WHAT THE EXERCISE ASKS. Starting from the top of the data and going on through the line containing "[[47,275],[19,268],[0,281],[0,398],[27,334],[60,286]]", write those lines out again, request lines included, but add 41 to every x and y coordinate in the answer.

INPUT DATA.
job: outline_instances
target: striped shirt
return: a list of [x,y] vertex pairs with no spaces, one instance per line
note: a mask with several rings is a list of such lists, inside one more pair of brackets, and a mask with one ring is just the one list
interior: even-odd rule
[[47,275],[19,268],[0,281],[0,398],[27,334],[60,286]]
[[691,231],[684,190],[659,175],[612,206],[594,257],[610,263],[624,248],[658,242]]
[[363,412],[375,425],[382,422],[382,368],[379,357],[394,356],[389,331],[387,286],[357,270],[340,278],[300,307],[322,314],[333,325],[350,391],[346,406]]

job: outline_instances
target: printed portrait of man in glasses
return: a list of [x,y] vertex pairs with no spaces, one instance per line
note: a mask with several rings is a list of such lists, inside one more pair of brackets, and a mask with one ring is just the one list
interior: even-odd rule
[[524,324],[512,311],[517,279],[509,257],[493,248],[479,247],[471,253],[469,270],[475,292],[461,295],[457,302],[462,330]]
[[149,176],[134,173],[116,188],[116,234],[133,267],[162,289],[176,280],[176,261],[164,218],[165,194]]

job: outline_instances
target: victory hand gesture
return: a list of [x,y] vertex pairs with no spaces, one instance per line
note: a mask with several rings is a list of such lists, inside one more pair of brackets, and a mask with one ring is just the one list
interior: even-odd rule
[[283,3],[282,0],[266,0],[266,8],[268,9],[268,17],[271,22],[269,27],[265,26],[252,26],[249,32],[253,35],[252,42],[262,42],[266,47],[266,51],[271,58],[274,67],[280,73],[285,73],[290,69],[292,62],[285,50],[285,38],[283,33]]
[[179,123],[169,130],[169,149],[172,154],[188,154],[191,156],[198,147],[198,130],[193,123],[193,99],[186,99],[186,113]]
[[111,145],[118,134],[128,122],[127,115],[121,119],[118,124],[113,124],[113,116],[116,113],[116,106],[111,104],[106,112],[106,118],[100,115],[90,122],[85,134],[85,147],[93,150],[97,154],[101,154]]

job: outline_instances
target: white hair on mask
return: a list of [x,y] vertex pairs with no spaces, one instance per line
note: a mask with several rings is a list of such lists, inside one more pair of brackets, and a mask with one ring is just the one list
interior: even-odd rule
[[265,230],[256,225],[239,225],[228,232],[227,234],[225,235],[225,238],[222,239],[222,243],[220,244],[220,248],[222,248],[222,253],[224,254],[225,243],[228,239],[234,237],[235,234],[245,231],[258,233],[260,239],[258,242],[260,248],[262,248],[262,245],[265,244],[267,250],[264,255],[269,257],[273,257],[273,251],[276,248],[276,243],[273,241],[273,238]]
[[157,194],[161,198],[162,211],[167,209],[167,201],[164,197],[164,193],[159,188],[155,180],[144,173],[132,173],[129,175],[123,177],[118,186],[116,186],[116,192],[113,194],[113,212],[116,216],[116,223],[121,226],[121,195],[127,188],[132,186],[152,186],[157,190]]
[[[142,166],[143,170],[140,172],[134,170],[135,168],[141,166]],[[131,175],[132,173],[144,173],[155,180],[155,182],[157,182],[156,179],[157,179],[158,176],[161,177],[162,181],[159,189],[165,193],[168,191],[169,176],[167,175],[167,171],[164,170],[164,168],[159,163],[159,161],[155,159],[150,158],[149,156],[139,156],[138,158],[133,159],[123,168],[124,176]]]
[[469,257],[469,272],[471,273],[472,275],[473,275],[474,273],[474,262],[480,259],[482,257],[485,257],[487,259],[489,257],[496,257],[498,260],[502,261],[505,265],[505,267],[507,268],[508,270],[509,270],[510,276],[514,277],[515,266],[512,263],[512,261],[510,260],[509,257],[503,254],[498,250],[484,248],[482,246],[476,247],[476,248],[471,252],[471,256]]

SOLUTION TO THIS PROBLEM.
job: outline_instances
target: striped shirt
return: a list of [x,y] vertex pairs with no spaces, one instance per line
note: a mask with several rings is a list of such lists, inside one more pair of brackets, and a mask with one ring is just the one list
interior: even-odd rule
[[88,316],[60,309],[41,322],[41,439],[68,375],[101,327]]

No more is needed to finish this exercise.